DOCUMENT SECTION
#####

25 Sep (GEOL) Advait Jukar, Vertebrate Paleontology
Speaker: Advait Jukar, Florida Museum of Natural History, University of Florida
Title: The Evolution of Local Communities in Deep and Near Time
Time: Thu, 25 Sep, 4:30pm
Location: Exploratory 1309 and via Zoom (for link, email lhinnov@gmu.edu)
Host: Linda Hinnov
ABSTRACT: There is a growing body of literature that suggests that local fossil assemblages, our closest approximation of contemporaneous groups of species, can provide novel insights into the evolution of ecological structures through deep time. I have been exploring the evolution of local communities in the fossil record from a variety of angles. In this lecture, I will present three aspects of my research program: the first which explores the evolution of the local herbivore guild in South Asia over the last 20 million years, the second which explores how the size structure of the local herbivore guild varies from the Mesozoic to the Cenozoic in North America, and lastly, how the recent extinction of megafauna fundamentally changed how mammal communities are structured in the modern, arguing for an extended Anthropocene.
1 Oct (CLIM) Andrew Feldman, Terrestrial Ecology

Speaker: Dr. Andrew Feldman, NASA Goddard Space Flight Center, University of Maryland
Title: Observing large-scale vegetation response to rainfall variability
Host: Tahmidul Azom Sany
Time: Wed, 1 Oct, 1:30pm
Location: Horizon Hall, Room 4014 or via Zoom (for Zoom link, email xdu5@gmu.edu)
Abstract: Vegetation directly influences global water, carbon, and energy cycles by regulating fluxes between the surface and lower atmosphere. There is therefore a need to understand vegetation functioning (e.g., photosynthesis, transpiration) response to climate forcing and feedbacks on the atmosphere. To a first order, it is well understood where vegetation is limited by water, temperature, and/or light globally at seasonal timescales. For example, soil moisture nonlinearly controls vegetation functioning, leading to more water limitation in arid environments and energy limitation in humid environments. However, in practice, vegetation functioning is highly spatiotemporally variable due to a range of factors; even in dry locations, the total water availability year to year only explains a fraction of the vegetation functioning variability. Here, I evaluate vegetation responses to two sources of underexplored variability: daily rainfall intermittency (rainfall pulses and dry spell dynamics) as well as sub-seasonal scale droughts. I ask: what are the spatial patterns for how vegetation responds to rainfall variability and extremes? In the first case, I present a global study that evaluates vegetation sensitivity to effects of daily rainfall variability. We find that satellite-based vegetation indices are sensitive to daily rainfall variability across 42 percent of the vegetated land surfaces, and follow moisture gradients in their signs of responses. In the second case, I present results from a NASA ECOsystem Spaceborne Thermal Radiometer Experiment on Space Station (ECOSTRESS) study evaluating gradients of ecosystem sensitivity to drought. We find that there is a tendency for drier ecosystems to have higher drought sensitivities, but with large spatial variability of responses. Ultimately, these results highlight the complexity of vegetation functioning and coupling with the atmosphere under moisture variability at sub-seasonal timescales. Furthermore, these rainfall variability features are only becoming more variable.

#####

(Records from a data collection)
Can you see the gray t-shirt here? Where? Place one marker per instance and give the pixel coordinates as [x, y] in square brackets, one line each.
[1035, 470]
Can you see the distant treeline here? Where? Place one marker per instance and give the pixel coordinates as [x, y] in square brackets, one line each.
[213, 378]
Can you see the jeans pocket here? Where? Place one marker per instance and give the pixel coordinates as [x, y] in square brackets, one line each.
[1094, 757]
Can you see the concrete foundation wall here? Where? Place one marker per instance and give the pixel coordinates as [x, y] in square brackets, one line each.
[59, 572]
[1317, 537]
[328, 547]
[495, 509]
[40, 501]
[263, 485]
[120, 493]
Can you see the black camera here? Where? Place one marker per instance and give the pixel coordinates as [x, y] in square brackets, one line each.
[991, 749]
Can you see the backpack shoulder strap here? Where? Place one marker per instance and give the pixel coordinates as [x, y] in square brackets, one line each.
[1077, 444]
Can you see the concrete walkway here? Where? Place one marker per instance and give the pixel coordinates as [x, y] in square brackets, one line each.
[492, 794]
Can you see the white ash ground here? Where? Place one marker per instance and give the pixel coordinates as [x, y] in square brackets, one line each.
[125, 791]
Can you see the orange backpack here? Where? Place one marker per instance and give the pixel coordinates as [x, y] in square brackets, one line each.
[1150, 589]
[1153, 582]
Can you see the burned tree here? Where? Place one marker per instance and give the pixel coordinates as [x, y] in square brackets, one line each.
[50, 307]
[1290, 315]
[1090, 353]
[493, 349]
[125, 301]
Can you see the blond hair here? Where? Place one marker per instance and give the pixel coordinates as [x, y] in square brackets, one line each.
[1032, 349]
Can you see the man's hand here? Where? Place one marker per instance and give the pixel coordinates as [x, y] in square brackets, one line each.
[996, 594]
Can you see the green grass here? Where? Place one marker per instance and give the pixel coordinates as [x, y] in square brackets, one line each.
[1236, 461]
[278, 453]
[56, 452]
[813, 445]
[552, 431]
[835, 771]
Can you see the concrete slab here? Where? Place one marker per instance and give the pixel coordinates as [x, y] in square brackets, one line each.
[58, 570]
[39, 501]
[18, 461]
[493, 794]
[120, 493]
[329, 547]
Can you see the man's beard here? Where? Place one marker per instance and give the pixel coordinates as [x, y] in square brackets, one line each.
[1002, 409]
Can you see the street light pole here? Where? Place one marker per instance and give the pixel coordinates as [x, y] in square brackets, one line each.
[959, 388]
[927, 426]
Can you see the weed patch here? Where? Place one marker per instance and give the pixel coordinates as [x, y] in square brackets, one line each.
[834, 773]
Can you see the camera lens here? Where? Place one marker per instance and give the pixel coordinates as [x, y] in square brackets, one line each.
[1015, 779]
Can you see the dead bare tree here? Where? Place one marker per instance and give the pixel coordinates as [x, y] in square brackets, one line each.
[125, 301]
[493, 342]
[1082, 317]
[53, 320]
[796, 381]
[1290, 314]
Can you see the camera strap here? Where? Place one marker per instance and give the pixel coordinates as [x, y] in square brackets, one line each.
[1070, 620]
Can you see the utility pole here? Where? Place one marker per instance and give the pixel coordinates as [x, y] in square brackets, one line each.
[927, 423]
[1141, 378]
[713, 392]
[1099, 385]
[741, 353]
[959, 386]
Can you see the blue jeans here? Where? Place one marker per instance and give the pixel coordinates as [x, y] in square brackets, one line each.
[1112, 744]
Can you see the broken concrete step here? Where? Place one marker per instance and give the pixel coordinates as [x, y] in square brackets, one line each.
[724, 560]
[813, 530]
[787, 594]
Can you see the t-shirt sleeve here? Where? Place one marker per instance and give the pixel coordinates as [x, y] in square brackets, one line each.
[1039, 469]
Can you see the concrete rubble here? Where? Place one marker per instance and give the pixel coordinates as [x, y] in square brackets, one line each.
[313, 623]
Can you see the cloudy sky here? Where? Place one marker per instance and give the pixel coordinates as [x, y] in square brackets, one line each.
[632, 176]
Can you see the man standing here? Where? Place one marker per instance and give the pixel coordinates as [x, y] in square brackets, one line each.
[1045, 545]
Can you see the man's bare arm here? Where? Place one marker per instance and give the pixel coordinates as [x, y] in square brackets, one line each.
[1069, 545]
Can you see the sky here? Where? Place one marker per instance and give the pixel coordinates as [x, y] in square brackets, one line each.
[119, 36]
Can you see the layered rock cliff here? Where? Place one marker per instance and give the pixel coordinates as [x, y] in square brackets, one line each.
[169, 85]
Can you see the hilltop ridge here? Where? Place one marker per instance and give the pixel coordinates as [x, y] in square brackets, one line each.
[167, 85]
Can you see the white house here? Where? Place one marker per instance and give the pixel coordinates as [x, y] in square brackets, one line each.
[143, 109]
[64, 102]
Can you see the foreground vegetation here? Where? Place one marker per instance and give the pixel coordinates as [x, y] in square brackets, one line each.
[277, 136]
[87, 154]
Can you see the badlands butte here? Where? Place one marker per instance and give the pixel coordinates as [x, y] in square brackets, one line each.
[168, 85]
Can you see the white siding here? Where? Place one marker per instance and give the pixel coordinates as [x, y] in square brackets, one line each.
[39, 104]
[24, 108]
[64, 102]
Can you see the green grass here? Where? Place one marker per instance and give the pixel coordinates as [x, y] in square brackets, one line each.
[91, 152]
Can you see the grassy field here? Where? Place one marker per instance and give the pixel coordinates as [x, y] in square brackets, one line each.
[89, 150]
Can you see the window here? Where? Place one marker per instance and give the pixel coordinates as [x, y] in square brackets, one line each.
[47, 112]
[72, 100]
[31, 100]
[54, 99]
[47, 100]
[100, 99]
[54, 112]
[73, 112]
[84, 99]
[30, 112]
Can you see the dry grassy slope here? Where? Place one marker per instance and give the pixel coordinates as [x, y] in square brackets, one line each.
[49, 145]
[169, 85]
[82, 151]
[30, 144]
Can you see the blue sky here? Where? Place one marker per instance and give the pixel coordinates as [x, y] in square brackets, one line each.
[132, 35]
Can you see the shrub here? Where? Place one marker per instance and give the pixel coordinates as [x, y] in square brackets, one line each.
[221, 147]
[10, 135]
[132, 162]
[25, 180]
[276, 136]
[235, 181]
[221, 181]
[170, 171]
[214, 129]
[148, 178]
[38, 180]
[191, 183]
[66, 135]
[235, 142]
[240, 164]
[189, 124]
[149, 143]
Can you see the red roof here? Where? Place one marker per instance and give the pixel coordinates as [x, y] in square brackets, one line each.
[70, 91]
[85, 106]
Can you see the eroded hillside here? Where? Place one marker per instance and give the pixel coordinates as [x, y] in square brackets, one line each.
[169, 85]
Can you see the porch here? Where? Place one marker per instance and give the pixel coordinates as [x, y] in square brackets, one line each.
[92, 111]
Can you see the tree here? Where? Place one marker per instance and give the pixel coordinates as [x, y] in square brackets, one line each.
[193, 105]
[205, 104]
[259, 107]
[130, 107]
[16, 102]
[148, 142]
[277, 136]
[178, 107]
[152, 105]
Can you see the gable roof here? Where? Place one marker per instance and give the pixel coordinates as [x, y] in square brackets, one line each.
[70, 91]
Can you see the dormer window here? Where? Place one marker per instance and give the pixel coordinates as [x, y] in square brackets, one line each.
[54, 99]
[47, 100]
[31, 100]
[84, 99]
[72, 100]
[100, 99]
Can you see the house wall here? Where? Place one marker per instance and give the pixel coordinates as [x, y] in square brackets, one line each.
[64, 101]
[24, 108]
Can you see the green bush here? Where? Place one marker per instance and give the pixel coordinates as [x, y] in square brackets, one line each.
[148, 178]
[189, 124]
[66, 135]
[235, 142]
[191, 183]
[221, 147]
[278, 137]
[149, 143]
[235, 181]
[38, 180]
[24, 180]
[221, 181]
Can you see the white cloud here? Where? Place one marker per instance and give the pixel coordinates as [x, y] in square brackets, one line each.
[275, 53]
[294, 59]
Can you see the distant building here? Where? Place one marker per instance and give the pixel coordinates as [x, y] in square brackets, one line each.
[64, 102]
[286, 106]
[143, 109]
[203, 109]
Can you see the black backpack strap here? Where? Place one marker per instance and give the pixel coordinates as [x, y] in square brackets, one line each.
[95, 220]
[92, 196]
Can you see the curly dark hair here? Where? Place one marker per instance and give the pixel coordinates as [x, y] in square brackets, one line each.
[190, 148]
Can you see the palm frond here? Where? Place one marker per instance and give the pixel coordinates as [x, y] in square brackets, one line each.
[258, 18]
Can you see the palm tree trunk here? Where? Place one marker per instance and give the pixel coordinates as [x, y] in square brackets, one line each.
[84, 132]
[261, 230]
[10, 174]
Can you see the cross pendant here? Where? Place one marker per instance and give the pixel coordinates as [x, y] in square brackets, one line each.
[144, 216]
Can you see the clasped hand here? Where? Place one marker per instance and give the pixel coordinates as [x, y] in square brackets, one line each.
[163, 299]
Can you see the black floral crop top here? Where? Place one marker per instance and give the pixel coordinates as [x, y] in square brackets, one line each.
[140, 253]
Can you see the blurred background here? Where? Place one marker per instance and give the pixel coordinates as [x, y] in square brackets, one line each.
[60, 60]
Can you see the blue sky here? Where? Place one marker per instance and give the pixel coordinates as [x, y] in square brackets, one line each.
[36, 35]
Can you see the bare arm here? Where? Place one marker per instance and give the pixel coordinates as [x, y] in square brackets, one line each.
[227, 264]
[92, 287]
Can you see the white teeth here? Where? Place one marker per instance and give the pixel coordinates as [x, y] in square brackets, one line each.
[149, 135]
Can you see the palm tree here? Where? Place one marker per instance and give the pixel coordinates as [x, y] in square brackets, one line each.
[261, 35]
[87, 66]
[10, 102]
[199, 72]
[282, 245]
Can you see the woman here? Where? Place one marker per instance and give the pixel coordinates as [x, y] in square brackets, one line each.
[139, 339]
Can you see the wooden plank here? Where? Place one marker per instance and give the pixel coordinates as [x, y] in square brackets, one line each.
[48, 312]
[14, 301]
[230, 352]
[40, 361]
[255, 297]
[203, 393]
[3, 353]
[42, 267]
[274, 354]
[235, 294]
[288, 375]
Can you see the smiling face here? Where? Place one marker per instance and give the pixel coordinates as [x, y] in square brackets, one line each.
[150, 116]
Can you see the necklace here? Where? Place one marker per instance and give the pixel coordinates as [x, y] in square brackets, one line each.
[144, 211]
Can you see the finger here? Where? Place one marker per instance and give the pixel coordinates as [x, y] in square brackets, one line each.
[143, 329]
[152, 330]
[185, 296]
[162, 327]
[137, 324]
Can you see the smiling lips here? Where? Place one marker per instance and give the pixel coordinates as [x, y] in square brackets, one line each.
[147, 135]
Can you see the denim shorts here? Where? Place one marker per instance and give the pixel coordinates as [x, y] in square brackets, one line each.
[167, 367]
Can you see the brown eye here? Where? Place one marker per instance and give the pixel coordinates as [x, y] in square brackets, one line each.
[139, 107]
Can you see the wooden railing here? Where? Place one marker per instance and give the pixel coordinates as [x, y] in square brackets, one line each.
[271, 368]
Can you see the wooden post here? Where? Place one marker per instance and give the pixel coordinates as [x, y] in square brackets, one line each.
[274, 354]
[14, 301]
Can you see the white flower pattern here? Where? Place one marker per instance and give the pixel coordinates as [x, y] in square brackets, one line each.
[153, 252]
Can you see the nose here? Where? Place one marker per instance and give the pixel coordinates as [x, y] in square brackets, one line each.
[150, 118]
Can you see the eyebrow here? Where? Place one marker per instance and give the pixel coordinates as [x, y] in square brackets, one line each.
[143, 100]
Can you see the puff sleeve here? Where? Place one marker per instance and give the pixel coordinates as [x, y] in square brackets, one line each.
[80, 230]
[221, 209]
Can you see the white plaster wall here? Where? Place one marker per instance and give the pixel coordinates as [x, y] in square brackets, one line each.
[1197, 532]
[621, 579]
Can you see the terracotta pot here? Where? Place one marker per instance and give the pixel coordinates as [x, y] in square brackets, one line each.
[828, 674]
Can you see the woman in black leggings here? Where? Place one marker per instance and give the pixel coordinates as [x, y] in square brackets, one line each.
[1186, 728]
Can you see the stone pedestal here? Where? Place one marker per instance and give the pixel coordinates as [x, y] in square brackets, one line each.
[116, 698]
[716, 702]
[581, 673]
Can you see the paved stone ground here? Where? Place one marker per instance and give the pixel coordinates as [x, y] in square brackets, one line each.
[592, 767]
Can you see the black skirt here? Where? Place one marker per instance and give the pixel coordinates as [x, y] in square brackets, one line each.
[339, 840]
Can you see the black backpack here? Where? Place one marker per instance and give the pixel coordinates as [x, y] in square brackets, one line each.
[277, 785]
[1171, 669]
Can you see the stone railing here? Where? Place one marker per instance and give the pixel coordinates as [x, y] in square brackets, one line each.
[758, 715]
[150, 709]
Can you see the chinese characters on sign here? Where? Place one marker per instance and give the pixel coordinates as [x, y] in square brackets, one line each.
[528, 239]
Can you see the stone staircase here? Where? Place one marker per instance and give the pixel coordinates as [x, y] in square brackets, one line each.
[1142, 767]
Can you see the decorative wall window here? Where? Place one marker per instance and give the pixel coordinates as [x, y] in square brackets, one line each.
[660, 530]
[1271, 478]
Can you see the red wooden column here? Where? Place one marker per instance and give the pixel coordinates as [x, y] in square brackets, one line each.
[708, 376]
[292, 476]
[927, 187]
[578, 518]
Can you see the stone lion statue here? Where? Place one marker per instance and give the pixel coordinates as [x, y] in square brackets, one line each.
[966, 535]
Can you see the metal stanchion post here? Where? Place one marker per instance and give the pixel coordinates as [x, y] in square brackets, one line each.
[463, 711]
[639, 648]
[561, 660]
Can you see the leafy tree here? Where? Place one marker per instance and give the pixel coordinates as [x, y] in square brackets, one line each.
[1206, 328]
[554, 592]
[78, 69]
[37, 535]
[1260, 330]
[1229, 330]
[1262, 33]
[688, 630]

#####

DIRECTIVES
1/ Reproduce the seminar listings between "Speaker: Dr. Andrew" and "link, email xdu5@gmu.edu)", inclusive, substituting "Exploratory Hall" for "Horizon Hall".
2/ Extend the seminar listings, writing on from their final sentence.

ANSWERS PROVIDED
1/
Speaker: Dr. Andrew Feldman, NASA Goddard Space Flight Center, University of Maryland
Title: Observing large-scale vegetation response to rainfall variability
Host: Tahmidul Azom Sany
Time: Wed, 1 Oct, 1:30pm
Location: Exploratory Hall, Room 4014 or via Zoom (for Zoom link, email xdu5@gmu.edu)

2/
Bio: Andrew is an associate research scientist in the Biospheric Sciences Laboratory at NASA Goddard Space Flight Center and research faculty at University of Maryland ESSIC in Maryland, USA. His main goal is to understand how environmental variability and extremes influence global plant function and evaporation, and the consequent global water cycle responses. Drylands, such as in the western U.S., are a large focus of his work. He is currently a member of the NASA ECOSTRESS Science Team and co-leads the scoping for the NASA Adaptation and Response in Drylands (ARID) proposed dryland field campaign. Andrew received his Ph.D. from Massachusetts Institute of Technology in 2021. In 2016, he graduated from Drexel University with B.S. and M.S. degrees in Civil Engineering. Andrew was formerly a NASA Postdoctoral Program Fellow.
2 Oct (GEOL) Burch Fisher, Geomorphology
Speaker: Burch Fisher, University of Maryland Center for Environmental Science
Title: Evidence for orbital pacing of erosion from the southern Central Andes during the Pliocene
Time: Thu, 2 Oct, 4:30pm
Location: Exploratory 1309 and via Zoom (for link, email lhinnov@gmu.edu)
Host: Linda Hinnov
ABSTRACT: It has long been hypothesized that climate can modify both the pattern and magnitude of erosion in orogenic landscapes, thereby controlling orogenic morphology and rates of deformation, as well as potentially modulating global carbon and nutrient cycles through weathering feedbacks. Although conceptually appealing, empirical evidence for a direct climatic control on erosion rate has remained ambiguous owing to prevalent spatial coupling between present-day tectonic, topographic relief, and precipitation maxima, as well as mismatches between timescales of climatic forcing, landscape responses, and erosion-rate proxies. Given these confounding factors, empirical evidence for long-term synchrony between known climate oscillations and sediment fluxes has predominantly relied on numerical modeling and/or the temporal coincidence between large-scale global climate shifts and long-term measurements of sediment volume or erosion-rate proxies. In this talk I will discuss results and caveats from a highly unique field setting that provides compelling evidence for long-term synchrony between cosmogenic radionuclide derived paleo-erosion rates and Milankovitch forcings in the southern Central Andes during the Pliocene.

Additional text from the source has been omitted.